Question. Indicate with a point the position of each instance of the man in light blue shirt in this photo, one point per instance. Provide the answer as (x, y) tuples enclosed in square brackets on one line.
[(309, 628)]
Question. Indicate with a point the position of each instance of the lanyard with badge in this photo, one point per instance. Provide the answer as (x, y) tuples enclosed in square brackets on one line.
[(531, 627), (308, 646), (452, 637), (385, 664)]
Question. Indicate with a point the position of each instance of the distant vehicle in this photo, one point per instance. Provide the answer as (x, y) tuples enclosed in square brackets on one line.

━━━━━━━━━━

Objective
Format every line of the records above as a Markdown table with the columns "Row" and "Line", numbering the rows and skipping blank lines.

Complete answer
| Row | Line |
|---|---|
| 1 | Question. Indicate with a point the position of each instance of the man in light blue shirt in this photo, one point per instance. Provide the answer as (x, y) tuples enclosed in square brackets on one line. |
| 2 | [(309, 628)] |
| 3 | Question. Indicate with a point the position of each instance of the lanyard with badge in this photo, one point per instance. Provide the answer as (x, y) tuples enclosed in square brackets on one line. |
| 4 | [(531, 627), (308, 646), (452, 637), (385, 664)] |
| 5 | Question. Indicate with a point the position of each instance of the distant vehicle in this photo, one point per instance. Provide the answer as (x, y) tuples enclosed in square brackets on one line. |